> DOCUMENT
++++++++++

Price Decries Giveaway to Executive Branch
Says Line Item Veto is about Power, not Fiscal Discipline

Washington, D.C. -  Rep. David Price (NC-04) took to the House floor today to urge his colleagues to reject the legislative line item veto, which would give the President broad discretion to accept or reject the fiscal priorities of Congress as he sees fit. The North Carolina Democrat said the bill, which passed the House, had less to do with fiscal restraint than with relinquishing powers to the executive branch. His remarks, as prepared, are included below.

Remarks on H.R. 4890, the Legislative Line-Item Veto Act


Mr. Speaker, all this posturing about fiscal responsibility is nothing more than a sideshow.

This legislation is not about fiscal responsibility. Look no further than the Republican Estate Tax bill, also on this floor today. Putting us nearly a trillion dollars further in debt over the next 15 years for the sake of a few of our country’s wealthiest families is evidence enough of where the priorities of the Bush administration and Republican congressional leadership lie.

In fact, the line-item veto has very little to do with budgeting at all. It has everything to do with power—Presidential power.

Like many of my colleagues, I have been open to some forms of expedited rescission in the past. In the early nineties, I voted for two such bills as alternatives to a full-fledged line-item veto. I returned to Congress not long after the 1996 enhanced rescission bill was signed into law, before it was ruled unconstitutional. Despite the fact that President Clinton used his new powers sparingly, the conversations I had with administration officials to ensure that my funding priorities would not be threatened gave me a sobering glimpse of how our appropriations process might work in the future.

Since then, the shift of constitutional power from Congress to the Executive Branch has greatly accelerated. As congressional scholars Tom Mann and Norm Ornstein observe, the Republican Congress under the administration of George W. Bush has featured “a general obeisance to presidential initiative, and passivity in the face of presidential power.” This bill would tilt the balance of power even further in the direction of the White House.

This isn’t just a rhetorical concern. Specific provisions of this legislation would give the President inordinate control over the appropriations process:

First of all, this isn’t even a “line” item veto bill—it’s a multiple-line, multiple-item veto bill. It would allow the President to cherry-pick from among a wide range of provisions—authorization or appropriations, discretionary or mandatory—and package them together in whatever way he saw fit, requiring Congress to vote up or down on the entire package. Imagine the possibilities: A critical healthcare program could be packaged together with several unpopular earmarks…Or Congress could be forced to vote individually on every earmark that some mid-level OMB staffer decides doesn’t pass his litmus test.

++++++++++

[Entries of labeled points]
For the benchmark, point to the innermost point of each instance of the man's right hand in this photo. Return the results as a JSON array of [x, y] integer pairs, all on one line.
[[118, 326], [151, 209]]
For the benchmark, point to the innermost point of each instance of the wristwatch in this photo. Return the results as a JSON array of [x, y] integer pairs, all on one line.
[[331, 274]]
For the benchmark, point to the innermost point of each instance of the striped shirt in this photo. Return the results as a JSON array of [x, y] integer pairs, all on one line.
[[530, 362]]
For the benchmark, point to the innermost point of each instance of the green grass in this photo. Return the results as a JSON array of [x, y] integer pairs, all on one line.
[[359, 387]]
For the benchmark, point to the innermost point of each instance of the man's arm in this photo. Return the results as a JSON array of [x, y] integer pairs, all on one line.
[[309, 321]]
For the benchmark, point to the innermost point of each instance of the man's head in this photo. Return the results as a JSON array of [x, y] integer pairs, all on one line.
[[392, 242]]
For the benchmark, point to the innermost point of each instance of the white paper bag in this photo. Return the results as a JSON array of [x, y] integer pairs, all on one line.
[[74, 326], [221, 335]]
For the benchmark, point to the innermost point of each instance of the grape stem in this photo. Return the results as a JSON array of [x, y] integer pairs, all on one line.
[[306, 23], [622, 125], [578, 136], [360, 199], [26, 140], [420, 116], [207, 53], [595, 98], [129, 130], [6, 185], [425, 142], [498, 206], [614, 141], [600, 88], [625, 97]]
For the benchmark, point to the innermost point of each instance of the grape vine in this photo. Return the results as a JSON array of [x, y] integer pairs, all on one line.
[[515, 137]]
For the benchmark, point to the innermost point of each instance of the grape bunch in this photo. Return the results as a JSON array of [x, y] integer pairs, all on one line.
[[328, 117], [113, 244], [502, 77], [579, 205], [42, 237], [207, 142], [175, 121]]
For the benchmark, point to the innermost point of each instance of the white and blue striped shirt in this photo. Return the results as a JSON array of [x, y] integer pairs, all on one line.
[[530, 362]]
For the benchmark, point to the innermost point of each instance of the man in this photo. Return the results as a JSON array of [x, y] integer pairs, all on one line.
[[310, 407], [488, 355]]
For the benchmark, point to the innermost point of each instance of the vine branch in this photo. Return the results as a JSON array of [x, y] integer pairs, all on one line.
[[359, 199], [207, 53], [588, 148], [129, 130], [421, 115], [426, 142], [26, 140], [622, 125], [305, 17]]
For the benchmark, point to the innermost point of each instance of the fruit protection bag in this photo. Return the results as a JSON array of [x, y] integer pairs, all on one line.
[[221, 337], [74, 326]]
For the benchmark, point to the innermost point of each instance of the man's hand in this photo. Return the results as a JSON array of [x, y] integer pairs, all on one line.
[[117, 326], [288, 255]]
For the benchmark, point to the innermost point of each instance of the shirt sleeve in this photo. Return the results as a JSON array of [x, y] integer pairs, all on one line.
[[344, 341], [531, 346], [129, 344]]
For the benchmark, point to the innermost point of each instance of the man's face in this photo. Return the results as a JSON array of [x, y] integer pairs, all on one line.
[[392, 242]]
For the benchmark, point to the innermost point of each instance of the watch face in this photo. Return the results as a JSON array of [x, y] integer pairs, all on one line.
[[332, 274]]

++++++++++

> TASK DIRECTIONS
Resume the line-item veto speech, picking up right after its last sentence. These entries have no connection to the line-item veto speech.

> REPLY TO THE EXERCISE
Second, the bill would let the President withhold up to a quarter of a program’s annual funding regardless of congressional intent. He could take a program he has proposed for elimination that has broad congressional support—the Perkins Act, for example—and tie up its funding for up to 90 days.

Third, and most disturbingly, the bill would give the White House unprecedented leverage over Congress by allowing him to use our funding priorities as bartering chips for our votes on other legislation. The President could condition his support for our priorities on our support for his.

It is for this exact reason that many experts believe this bill would actually increase government spending, not rein it in. The CBO, Congressional Research Service, and Joint Committee on Taxation have all concluded that, in the words of the CBO, “Congress might accommodate some of the President’s priorities in exchange not to propose rescission of certain provisions, thereby increasing total spending.” In states where the governor holds a line-item veto, this is already happening. But even if this sort of quid-pro-quo didn’t occur, do we really believe that Presidents in general—and this one in particular—are any more virtuous with taxpayer dollars than Congress?

I will take a back seat to no one in targeting “bridges to nowhere” and other examples of congressional waste. But I also know this: Presidents almost invariably ask for more money than Congress is willing to appropriate, and the profligacy of our current President is well-documented. The line-item veto is not about spending versus saving—it is about letting the President, not Congress, decide what we’re spending money on.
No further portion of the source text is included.